But the best of all physic, if I may advise,
Is temperate living and good exercise.

DRY MEASURE.

Two pints will make one quart
Of barley, oats, or rye;
Two quarts one pottle are, of wheat
Or any thing that's dry.

Two pottles do one gallon make,
Two gallons one peck fair,
Four pecks one bushel, heap or brim,
Eight bushels one quarter are.

If, when you sell, you give

Good measure shaken down,
Through motives good, you will receive
An everlasting crown.

ALE AND BEER MEASURE.

Two pints will make one quart,
Four quarts one gallon, strong
Some drink but little, some too much,-
To drink too much is wrong.

Eight gallons one firkin make,
Of liquor that's call'd ale:
Nine gallons one firkin of beer,
Whether 'tis mild or stale.

With gallons fifty-four

A hogshead I can fill:

But hope I never shall drink much,
Drink much whoever will.

WINE, OIL, AND SPIRIT MEASURE.

Two pints will make one quart

Of any wine, I'm told:

Four quarts one gallon are of port

Or claret, new or old.

Forty-two gallons will

A tierce fill to the bung:
And sixty-three's a hogshead full
Of brandy, oil, or rum.

Eighty-four gallons make
One puncheon fill'd to brim,
Two hogsheads make one pipe or butt,
Two pipes will make one tun.

A little wine within

Oft cheers the mind that's sad ;
But too much brandy, rum, or gin,
No doubt is very bad.

From all excess beware,

Which sorrow must attend;
Drunkards a life of woe must share,-
When time with them shall end.

The arithmeticon, I would just remark, may be applied to geometry. Round, square, oblong, &c. &c., may be easily taught. It may also be used in teaching geography. The shape of the earth may be shewn by a ball, the surface by the outside, its revolution on its axis by turning it round, and the idea of day and night may be given by a ball and a candle in a dark-room.

As the construction and application of this instrument is the result of personal, long-continued, and anxious effort, and as I have rarely seen a pirated one made properly or understood, I may express a hope that whenever it is wanted either for schools or nurseries, application will be made for it to my depot.

I have only to add, that a board is placed at the back to keep the children from seeing the balls, except as they are put out; and that the brass figures at the side are intended to assist the master when he is called away, so that he may see, on returning to the frame, where he left off.

### REQUIRED ACTIONS
- 1) Repeat word for word the stretch of the passage on measures from "A little wine" through "them shall end.".
- 2) Please find each line in the records that contains the string "branch" and copy it out, treating uppercase and lowercase as different.
The records that come next have no connection to the passage on measures.

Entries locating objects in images
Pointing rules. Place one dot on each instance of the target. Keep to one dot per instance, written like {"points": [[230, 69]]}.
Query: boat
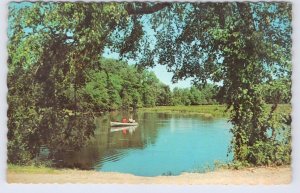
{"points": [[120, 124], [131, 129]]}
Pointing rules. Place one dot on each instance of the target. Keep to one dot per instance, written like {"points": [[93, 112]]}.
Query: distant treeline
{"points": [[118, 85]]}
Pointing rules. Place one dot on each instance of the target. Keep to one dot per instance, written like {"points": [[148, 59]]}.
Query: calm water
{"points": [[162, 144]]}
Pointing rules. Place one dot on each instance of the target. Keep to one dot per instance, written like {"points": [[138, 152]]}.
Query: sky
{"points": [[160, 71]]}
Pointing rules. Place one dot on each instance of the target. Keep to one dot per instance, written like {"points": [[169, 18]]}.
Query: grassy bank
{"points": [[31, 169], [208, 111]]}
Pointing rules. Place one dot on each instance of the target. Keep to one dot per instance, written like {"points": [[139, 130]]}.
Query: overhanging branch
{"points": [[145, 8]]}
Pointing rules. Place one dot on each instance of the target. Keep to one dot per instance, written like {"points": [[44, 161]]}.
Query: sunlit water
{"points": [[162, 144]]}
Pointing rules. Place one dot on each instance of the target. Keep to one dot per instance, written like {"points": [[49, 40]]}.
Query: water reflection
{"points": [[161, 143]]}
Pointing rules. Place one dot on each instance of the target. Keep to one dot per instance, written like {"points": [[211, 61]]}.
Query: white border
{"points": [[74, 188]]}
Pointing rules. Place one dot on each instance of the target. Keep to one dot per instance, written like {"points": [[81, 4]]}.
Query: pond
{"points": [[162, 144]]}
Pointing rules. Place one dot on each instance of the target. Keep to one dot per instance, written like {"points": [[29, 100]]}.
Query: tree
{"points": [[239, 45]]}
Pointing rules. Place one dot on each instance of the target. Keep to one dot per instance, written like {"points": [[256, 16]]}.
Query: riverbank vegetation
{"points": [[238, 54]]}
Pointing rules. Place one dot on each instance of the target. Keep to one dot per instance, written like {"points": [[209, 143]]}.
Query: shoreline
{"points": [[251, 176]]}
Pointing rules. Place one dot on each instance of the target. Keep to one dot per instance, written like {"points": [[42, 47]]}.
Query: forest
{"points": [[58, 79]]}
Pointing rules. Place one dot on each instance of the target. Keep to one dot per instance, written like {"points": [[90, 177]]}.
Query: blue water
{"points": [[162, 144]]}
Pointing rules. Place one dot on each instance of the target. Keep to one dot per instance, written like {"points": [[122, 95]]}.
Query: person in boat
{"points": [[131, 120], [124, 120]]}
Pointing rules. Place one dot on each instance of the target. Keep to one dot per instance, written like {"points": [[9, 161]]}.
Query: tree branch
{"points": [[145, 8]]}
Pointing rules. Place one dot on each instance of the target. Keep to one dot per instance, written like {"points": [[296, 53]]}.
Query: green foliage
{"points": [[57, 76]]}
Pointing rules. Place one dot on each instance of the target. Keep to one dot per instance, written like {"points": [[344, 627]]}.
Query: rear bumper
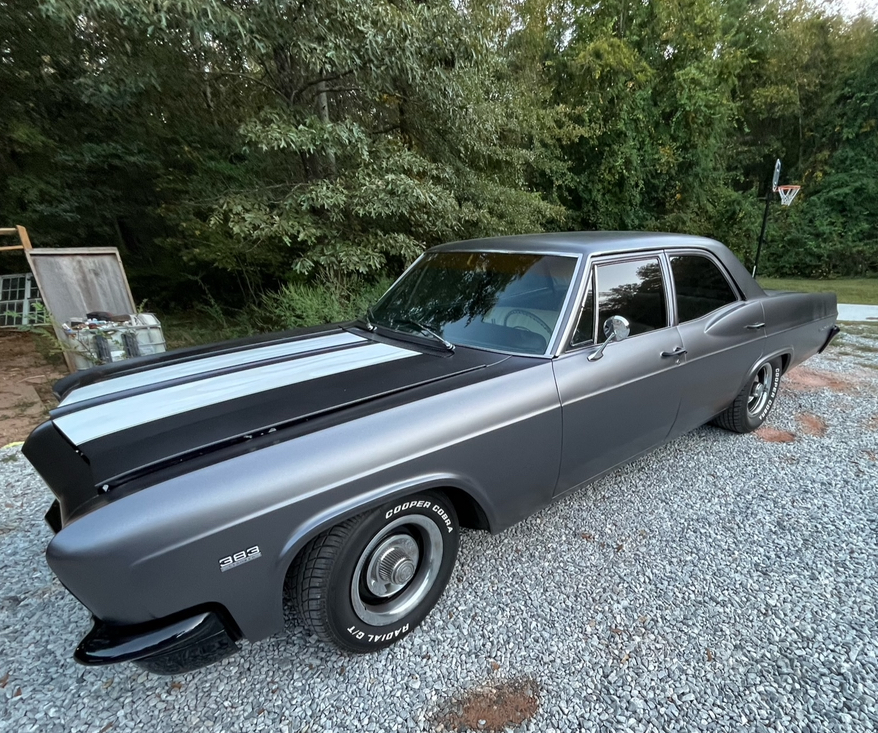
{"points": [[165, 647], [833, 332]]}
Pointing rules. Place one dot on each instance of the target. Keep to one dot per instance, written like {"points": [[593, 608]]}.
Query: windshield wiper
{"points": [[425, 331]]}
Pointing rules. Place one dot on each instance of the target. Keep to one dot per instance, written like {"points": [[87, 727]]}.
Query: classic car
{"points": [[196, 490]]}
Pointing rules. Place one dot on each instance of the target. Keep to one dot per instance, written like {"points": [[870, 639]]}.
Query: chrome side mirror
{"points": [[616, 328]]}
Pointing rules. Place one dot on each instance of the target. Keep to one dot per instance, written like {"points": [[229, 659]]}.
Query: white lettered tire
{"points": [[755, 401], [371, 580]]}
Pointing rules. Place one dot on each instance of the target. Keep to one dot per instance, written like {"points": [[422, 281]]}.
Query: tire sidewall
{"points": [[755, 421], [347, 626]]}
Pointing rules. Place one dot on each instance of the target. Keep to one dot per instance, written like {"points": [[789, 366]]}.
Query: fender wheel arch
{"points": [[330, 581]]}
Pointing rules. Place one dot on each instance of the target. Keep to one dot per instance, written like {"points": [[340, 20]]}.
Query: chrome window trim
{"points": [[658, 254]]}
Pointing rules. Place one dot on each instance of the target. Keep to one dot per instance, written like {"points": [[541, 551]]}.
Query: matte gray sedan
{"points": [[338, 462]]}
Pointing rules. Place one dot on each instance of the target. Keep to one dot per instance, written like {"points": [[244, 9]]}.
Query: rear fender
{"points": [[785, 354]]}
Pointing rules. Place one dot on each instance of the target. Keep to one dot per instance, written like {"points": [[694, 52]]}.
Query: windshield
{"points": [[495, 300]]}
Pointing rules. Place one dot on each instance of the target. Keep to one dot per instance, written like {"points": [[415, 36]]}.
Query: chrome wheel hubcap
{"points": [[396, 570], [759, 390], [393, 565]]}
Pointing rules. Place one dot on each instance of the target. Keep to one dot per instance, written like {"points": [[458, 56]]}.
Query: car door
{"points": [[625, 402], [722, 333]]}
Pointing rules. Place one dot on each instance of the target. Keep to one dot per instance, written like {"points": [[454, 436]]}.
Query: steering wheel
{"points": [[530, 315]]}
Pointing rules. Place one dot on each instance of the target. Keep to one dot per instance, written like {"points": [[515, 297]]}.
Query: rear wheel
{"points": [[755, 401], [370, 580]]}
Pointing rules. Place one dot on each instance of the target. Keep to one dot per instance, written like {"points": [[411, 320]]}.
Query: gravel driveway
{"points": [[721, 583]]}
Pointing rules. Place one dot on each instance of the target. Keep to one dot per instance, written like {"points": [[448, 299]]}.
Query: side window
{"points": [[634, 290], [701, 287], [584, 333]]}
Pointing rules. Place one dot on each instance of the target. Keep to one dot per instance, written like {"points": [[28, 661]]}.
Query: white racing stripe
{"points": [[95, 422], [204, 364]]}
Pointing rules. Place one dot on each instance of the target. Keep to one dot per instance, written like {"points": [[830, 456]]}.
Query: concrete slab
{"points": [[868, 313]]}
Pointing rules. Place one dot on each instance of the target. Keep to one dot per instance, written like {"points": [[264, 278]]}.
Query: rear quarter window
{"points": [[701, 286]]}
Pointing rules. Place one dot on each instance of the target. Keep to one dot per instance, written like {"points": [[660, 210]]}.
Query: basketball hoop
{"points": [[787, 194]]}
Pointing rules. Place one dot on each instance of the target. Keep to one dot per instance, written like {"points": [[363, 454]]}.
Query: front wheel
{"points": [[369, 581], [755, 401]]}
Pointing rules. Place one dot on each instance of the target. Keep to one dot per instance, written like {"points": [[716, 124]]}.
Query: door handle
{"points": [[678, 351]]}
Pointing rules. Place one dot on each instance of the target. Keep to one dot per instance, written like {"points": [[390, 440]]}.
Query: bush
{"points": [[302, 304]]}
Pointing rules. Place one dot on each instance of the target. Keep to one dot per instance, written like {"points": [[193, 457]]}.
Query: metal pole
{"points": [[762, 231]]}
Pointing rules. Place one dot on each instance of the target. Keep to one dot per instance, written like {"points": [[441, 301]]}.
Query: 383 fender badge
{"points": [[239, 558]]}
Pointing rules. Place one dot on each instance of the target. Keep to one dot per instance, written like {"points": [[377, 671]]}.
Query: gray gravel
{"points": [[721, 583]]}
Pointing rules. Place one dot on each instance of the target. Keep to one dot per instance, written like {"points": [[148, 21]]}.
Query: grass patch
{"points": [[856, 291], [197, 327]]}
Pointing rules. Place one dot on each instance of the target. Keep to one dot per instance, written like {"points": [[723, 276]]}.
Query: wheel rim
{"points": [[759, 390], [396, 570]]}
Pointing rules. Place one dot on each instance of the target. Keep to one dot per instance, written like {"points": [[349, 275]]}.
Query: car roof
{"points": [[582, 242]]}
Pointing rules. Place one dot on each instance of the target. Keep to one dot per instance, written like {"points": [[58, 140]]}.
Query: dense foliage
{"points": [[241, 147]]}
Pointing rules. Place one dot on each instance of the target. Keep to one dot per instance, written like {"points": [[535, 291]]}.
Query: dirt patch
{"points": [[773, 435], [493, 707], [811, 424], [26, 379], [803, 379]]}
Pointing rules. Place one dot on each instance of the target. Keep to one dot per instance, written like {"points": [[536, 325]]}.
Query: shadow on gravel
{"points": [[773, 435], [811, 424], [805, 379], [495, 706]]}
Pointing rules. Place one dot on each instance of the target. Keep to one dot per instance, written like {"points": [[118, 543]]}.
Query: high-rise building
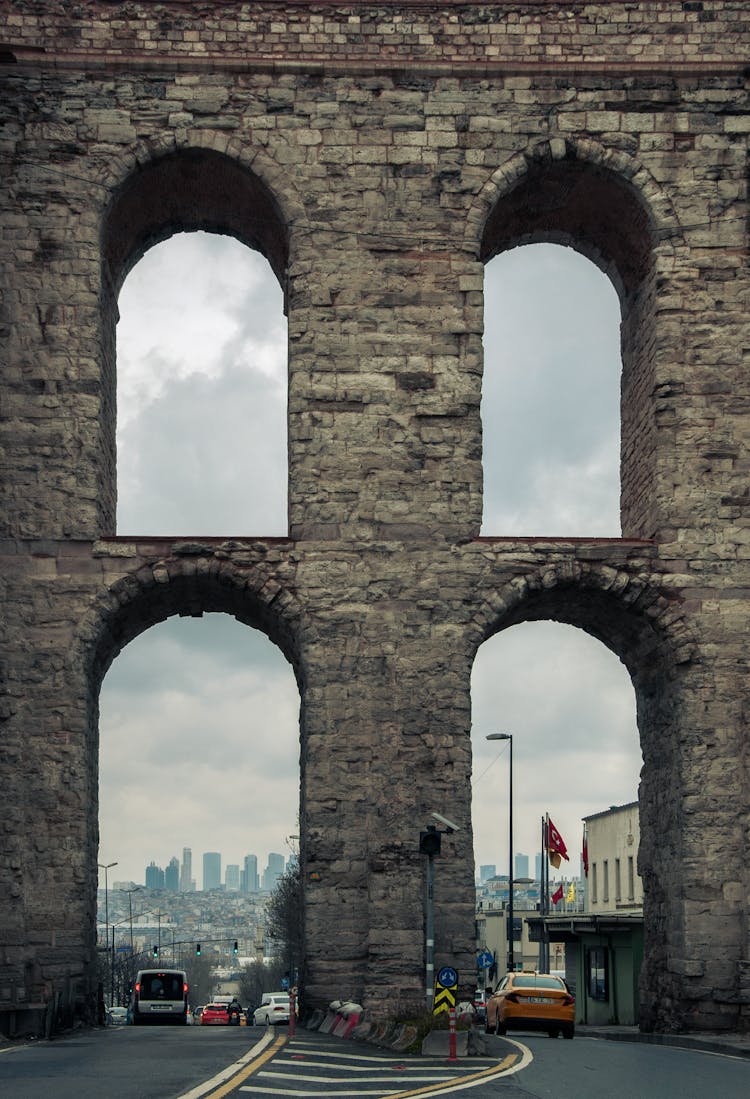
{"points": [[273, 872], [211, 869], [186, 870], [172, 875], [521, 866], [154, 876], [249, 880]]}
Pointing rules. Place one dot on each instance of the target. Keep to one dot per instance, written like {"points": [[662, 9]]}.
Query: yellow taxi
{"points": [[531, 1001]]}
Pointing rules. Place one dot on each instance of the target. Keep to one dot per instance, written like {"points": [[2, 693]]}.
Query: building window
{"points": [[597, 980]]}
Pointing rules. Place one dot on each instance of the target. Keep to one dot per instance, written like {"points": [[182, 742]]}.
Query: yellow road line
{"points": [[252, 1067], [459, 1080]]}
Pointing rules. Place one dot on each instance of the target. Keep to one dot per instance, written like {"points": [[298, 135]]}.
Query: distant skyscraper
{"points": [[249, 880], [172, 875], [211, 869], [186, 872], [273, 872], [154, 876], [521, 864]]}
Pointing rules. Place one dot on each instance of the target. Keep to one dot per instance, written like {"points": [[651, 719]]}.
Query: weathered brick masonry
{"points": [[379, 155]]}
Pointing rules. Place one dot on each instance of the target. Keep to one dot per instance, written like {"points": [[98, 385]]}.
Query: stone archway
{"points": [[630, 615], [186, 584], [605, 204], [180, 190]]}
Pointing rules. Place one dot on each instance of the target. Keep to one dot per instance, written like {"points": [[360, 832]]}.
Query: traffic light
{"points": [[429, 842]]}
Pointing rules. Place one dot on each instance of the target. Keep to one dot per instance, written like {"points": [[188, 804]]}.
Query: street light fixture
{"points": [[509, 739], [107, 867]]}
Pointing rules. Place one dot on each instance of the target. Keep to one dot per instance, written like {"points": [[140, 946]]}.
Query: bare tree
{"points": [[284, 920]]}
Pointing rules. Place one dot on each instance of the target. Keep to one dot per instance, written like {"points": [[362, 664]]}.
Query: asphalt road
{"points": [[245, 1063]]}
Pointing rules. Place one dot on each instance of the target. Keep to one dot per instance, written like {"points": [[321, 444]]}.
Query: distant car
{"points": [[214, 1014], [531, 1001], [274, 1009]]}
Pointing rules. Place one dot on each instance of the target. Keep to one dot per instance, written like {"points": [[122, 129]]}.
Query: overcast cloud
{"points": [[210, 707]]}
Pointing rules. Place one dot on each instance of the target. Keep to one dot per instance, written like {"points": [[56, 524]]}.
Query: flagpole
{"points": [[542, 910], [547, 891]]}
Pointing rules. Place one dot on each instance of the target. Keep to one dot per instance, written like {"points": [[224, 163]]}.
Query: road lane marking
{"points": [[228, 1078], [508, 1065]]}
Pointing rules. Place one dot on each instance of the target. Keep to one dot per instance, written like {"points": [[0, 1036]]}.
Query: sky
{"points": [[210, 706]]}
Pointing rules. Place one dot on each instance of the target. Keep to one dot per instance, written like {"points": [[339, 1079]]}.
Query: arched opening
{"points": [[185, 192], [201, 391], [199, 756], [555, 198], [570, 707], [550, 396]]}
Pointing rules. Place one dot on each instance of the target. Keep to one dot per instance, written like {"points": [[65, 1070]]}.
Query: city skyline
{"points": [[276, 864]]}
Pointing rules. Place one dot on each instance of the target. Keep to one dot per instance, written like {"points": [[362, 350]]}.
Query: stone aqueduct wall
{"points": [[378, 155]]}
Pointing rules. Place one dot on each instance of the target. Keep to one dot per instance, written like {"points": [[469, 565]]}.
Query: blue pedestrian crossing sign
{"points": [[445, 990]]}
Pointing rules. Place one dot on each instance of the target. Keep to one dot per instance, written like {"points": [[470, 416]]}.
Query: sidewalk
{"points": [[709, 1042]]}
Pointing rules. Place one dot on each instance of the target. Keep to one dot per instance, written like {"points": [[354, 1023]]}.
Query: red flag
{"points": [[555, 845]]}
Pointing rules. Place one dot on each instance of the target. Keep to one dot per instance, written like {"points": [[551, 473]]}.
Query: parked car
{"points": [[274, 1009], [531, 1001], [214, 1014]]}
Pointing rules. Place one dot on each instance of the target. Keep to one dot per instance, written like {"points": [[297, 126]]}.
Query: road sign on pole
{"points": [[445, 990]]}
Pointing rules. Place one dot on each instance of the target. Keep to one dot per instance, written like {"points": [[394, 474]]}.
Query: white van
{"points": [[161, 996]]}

### ANSWERS FOR THE TASKS
- 1)
A little wine within

Oft cheers the mind that's sad ;
But too much brandy, rum, or gin,
No doubt is very bad.

From all excess beware,

Which sorrow must attend;
Drunkards a life of woe must share,-
When time with them shall end.

- 2)
Query: overhanging branch
Query: tree branch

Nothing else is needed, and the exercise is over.